══ The records

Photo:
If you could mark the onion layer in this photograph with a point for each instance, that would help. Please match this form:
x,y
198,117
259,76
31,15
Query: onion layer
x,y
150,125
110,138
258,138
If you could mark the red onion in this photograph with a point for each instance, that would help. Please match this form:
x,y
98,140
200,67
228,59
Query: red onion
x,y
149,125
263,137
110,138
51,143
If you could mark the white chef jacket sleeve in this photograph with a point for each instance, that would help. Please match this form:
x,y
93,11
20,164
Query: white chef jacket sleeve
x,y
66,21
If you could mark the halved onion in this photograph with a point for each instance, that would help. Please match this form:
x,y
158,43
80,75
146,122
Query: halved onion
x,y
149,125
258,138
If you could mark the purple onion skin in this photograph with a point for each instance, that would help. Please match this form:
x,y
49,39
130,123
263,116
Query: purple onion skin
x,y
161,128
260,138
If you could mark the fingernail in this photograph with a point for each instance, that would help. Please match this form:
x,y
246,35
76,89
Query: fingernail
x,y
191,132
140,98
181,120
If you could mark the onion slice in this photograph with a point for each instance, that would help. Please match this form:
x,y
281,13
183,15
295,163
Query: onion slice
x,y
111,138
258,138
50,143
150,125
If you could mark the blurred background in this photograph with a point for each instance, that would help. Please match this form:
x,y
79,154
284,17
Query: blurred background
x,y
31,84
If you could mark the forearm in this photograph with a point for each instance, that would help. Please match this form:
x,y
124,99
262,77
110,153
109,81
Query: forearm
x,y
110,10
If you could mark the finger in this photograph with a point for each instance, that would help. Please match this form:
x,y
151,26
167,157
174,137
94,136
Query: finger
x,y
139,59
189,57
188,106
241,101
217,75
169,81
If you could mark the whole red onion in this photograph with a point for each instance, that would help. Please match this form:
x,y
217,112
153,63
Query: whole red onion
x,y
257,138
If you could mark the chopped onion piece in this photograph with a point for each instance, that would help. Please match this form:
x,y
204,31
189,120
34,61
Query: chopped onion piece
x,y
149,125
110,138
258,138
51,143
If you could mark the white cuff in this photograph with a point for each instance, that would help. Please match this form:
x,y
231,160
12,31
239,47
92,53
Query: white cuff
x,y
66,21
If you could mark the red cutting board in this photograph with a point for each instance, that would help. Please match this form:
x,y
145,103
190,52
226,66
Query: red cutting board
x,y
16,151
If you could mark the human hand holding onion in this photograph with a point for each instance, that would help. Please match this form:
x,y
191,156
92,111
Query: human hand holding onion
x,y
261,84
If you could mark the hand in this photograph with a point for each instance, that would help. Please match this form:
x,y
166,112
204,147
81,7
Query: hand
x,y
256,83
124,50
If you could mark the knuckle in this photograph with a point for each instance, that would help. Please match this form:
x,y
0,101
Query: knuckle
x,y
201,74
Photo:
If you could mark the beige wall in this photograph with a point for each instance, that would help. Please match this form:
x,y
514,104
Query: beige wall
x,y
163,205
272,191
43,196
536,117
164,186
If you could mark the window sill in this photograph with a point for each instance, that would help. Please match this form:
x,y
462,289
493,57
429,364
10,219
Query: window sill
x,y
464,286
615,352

════

— What is being asked —
Output the listing above without altering a single character.

— Expected answer —
Photo:
If you could mark the onion layer in this photograph with a point for each instance, that would help. Please match this form:
x,y
198,117
259,76
31,15
Query: onion layer
x,y
150,125
110,138
258,138
If you could mark the red onion in this photograph with a point for each instance, that would help. Please match this form:
x,y
98,140
200,67
228,59
Query: red onion
x,y
149,125
263,137
110,138
51,143
If you could mark the white chef jacket sleeve in this photograph with a point for each instance, that would help. Please match this form:
x,y
93,11
20,164
Query: white chef jacket sleeve
x,y
66,21
If you could mark the halved onion in this photograph with a point for each instance, that would help. Please match this form:
x,y
158,43
80,75
146,122
Query: halved onion
x,y
149,125
258,138
If you could mark the purple onion skin in this photograph with a point for each instance, that would help. Please match this form:
x,y
49,39
130,123
263,116
Query: purple onion skin
x,y
161,128
260,138
If you could mark the fingernail in this photograph with a point for each instance, that would help. Please match this form:
x,y
246,35
76,89
Query: fingernail
x,y
191,132
140,98
181,120
If you could mark the onion slice in this photograph with a point for each instance, that would help. Please match this form:
x,y
281,13
183,15
295,163
Query: onion slice
x,y
111,138
258,138
50,143
150,125
If you could mark the blurred background in this photograph with a point for each instance, that would help. Please match this form:
x,y
79,154
284,17
Query: blurred background
x,y
31,84
If you could mark the forearm in this photograph with a point for each instance, that would help. Please match this form:
x,y
124,99
262,77
110,153
109,81
Query: forearm
x,y
110,10
If you could mark the finger in this photograph with a point for each instance, that would help. Please match this form:
x,y
151,26
167,157
174,137
94,136
Query: finger
x,y
139,59
189,57
188,106
241,101
217,75
169,81
If you could mark the whole red onion in this photograph with a point for each instance, that would help. Please match this form:
x,y
217,112
153,63
Query: whole red onion
x,y
257,138
If you could mark the chopped onion piece in this photograph with a point for each instance, that would help. Please match this form:
x,y
204,31
189,120
34,61
Query: chopped onion piece
x,y
149,125
110,138
258,138
51,143
If you could mark the white cuff in this photograph with a point for each instance, that would help. Please match this form:
x,y
231,160
12,31
239,47
92,53
Query: white cuff
x,y
66,21
If you could mark the red cutting board in this photograph with a point for each instance, that would help. Please match this form:
x,y
145,103
190,52
226,66
Query: red cutting board
x,y
16,151
If you could mark the human hand holding onion in this photograph with a point for each instance, that would help. Please match this form:
x,y
191,156
92,111
Query: human hand holding onion
x,y
261,84
If you could mark the hand in this photograph with a point for each instance, that would help. Please match this form:
x,y
166,112
204,147
81,7
Query: hand
x,y
256,83
124,50
If you could mark the knuckle in this photograph with a point for each instance, that would help. Please match this form:
x,y
0,101
Query: knuckle
x,y
201,74
Photo:
If you could mark the beige wall in this photograph with a point for each instance, that would help. Please match this form:
x,y
514,104
Query: beige wall
x,y
163,205
272,191
43,196
536,117
164,186
If you could mark the window sill in this photograph with a point for each instance, that would help. Please match this form:
x,y
462,289
493,57
429,364
10,219
Query: window sill
x,y
464,286
615,352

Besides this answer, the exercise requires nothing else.